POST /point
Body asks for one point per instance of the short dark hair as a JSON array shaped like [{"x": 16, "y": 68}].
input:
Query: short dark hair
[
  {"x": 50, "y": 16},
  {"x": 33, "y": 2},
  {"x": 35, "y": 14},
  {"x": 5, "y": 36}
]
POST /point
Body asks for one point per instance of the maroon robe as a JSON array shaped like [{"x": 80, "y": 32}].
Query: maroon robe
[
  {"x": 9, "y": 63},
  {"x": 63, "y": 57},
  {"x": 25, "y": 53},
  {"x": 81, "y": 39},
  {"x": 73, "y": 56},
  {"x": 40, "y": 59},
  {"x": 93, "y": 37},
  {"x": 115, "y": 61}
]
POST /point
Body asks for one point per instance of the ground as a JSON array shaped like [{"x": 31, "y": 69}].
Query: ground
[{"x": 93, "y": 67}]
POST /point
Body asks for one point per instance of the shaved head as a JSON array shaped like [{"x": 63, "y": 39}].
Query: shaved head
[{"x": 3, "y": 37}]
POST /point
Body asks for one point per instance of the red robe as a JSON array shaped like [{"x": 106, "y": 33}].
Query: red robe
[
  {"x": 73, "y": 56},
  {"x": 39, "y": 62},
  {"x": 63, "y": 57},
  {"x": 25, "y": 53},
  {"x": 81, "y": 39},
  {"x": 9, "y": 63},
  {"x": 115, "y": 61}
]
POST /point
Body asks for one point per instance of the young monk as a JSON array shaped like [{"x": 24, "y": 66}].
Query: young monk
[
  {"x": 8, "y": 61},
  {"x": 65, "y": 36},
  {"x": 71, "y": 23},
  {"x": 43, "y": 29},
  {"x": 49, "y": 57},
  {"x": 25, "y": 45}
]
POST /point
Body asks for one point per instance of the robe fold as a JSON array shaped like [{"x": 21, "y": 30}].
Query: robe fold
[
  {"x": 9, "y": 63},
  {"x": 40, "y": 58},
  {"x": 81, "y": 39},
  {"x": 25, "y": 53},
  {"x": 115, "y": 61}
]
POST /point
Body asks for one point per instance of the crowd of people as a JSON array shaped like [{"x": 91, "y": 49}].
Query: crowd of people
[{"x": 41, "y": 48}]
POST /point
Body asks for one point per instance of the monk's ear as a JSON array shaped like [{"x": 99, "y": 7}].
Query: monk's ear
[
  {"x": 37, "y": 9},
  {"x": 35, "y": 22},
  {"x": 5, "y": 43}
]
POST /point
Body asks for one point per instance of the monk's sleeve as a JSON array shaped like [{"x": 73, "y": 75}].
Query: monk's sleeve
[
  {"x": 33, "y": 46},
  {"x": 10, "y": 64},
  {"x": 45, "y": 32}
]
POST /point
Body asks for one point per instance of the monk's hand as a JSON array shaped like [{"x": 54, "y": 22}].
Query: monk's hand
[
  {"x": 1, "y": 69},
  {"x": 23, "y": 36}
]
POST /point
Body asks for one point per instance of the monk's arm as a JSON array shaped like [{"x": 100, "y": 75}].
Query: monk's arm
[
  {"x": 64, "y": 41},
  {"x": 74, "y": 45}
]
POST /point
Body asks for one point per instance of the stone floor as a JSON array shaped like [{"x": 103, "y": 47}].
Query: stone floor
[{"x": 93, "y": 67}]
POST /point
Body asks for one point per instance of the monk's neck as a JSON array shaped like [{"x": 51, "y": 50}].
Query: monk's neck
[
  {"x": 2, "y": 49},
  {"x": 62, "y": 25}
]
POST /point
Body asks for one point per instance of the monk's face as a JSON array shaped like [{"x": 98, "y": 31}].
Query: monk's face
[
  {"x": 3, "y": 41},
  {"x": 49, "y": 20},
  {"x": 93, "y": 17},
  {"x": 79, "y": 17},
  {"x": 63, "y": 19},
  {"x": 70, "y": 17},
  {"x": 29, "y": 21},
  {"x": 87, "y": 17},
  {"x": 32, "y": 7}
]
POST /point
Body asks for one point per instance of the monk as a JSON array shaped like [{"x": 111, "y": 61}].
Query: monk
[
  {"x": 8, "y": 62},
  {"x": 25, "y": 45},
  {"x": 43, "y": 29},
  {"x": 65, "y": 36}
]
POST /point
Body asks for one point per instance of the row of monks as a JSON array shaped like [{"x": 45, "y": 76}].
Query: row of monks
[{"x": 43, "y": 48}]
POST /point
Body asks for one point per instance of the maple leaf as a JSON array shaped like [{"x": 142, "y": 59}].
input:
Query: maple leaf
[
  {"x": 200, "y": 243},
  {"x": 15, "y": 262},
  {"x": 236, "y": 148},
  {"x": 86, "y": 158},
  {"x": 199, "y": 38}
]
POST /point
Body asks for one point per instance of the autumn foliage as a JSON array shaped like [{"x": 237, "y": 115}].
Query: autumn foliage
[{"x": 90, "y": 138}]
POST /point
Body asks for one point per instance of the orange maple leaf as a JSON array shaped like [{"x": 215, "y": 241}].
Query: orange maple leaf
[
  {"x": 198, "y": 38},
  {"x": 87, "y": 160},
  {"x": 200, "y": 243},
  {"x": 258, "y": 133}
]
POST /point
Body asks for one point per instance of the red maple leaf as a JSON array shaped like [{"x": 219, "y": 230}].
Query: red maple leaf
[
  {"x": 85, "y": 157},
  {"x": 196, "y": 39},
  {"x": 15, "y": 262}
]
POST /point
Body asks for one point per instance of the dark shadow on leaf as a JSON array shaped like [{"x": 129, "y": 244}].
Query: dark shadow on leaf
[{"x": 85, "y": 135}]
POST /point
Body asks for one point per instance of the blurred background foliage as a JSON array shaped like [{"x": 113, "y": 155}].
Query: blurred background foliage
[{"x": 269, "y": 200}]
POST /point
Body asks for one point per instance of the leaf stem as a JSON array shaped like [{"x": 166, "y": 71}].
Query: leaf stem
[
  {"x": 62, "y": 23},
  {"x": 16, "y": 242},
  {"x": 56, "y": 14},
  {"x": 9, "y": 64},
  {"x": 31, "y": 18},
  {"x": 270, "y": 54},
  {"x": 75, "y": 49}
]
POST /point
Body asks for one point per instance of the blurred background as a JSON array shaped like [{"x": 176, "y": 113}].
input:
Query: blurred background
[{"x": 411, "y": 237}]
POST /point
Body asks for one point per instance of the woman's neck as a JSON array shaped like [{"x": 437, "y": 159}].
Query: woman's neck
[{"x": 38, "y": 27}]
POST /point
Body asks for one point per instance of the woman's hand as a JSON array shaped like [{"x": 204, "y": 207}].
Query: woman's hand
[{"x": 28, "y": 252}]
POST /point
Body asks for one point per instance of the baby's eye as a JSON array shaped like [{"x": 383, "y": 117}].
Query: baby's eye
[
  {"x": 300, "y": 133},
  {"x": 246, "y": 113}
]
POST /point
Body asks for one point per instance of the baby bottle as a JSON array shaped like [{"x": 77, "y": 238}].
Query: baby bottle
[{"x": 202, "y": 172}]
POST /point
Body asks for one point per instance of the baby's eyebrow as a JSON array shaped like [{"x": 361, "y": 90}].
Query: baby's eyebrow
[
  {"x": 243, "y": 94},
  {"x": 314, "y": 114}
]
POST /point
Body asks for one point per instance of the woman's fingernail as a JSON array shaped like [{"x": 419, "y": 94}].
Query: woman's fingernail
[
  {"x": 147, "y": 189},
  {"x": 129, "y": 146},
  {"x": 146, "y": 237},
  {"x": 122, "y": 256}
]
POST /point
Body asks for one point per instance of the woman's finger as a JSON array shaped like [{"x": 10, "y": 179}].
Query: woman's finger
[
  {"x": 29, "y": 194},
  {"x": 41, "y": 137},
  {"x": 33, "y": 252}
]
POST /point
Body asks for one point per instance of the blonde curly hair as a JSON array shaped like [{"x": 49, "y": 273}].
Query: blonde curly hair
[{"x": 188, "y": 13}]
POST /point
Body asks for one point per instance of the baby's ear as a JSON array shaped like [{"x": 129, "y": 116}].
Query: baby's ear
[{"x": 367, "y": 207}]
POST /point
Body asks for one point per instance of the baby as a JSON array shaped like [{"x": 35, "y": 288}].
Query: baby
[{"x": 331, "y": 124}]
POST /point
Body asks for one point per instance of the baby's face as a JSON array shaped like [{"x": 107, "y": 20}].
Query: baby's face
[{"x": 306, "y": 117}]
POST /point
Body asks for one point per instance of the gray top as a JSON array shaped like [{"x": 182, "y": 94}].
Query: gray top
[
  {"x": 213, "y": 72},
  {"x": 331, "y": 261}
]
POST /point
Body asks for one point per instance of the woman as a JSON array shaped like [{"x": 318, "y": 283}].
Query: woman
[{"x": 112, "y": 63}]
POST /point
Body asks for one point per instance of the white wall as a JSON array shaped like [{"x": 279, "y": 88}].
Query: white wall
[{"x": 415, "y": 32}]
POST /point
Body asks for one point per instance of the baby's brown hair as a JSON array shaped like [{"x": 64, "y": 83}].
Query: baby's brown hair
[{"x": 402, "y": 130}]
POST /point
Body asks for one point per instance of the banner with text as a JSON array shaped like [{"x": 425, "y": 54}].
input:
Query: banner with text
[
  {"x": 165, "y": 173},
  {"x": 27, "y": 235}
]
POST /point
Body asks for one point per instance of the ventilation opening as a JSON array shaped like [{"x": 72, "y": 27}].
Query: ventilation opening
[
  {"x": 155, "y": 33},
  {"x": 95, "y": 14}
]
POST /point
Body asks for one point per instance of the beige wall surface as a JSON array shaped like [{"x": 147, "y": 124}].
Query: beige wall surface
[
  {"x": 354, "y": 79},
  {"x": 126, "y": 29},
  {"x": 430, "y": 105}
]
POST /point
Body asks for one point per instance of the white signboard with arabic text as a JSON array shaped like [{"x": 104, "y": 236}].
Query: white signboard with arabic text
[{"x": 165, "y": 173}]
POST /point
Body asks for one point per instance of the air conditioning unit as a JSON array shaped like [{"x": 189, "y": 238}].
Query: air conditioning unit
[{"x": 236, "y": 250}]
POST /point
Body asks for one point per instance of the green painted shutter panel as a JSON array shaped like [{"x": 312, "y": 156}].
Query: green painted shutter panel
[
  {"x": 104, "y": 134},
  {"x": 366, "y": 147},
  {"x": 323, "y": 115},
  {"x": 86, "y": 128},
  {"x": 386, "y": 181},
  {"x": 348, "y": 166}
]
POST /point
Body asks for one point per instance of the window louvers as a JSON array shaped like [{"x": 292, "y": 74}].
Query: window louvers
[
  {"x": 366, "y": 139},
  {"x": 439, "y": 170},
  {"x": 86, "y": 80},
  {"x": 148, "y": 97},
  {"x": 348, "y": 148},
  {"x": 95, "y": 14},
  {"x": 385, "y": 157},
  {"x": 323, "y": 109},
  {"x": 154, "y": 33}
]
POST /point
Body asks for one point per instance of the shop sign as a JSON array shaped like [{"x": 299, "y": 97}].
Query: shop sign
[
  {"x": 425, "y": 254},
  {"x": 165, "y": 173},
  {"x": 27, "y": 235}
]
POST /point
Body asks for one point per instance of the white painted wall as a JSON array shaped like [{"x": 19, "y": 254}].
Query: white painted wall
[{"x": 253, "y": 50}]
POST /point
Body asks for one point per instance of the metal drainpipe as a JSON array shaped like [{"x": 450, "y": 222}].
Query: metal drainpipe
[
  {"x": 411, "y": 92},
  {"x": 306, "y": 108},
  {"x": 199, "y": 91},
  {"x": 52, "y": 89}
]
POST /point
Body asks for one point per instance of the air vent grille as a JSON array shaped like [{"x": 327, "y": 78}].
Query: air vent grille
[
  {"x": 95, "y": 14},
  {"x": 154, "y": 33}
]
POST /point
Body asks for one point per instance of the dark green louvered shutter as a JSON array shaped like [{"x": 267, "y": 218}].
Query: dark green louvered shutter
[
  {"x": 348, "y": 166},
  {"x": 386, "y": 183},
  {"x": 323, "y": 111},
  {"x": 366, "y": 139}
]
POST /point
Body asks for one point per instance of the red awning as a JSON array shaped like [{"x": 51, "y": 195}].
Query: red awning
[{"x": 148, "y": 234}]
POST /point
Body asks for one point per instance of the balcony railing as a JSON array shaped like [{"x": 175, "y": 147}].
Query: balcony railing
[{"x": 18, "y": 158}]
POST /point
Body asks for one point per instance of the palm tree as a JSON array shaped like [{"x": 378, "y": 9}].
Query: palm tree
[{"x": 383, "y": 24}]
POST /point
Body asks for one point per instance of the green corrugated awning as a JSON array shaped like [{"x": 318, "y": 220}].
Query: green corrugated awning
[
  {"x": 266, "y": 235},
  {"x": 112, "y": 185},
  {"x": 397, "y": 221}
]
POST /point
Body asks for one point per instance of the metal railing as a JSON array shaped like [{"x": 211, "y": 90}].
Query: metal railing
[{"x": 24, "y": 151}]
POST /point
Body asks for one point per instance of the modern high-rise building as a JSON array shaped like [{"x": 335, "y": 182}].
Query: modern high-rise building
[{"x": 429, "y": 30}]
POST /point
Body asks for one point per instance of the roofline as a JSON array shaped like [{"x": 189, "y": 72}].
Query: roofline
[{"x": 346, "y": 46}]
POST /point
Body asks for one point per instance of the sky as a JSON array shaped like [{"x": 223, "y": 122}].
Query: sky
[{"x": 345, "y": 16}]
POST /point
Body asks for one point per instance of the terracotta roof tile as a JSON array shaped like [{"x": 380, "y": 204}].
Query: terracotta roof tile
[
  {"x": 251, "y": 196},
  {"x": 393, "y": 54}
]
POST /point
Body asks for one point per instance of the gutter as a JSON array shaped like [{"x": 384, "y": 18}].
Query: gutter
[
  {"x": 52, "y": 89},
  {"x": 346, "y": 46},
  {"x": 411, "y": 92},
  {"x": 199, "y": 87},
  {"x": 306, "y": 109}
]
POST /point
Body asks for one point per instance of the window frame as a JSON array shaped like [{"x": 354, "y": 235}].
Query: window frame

### WHAT IS NEEDED
Your reply should hold all the lines from the listing above in which "frame" appears.

### REPLY
Body asks for one point per instance of the window frame as a JSON array shaped like [{"x": 354, "y": 235}].
Query: window frame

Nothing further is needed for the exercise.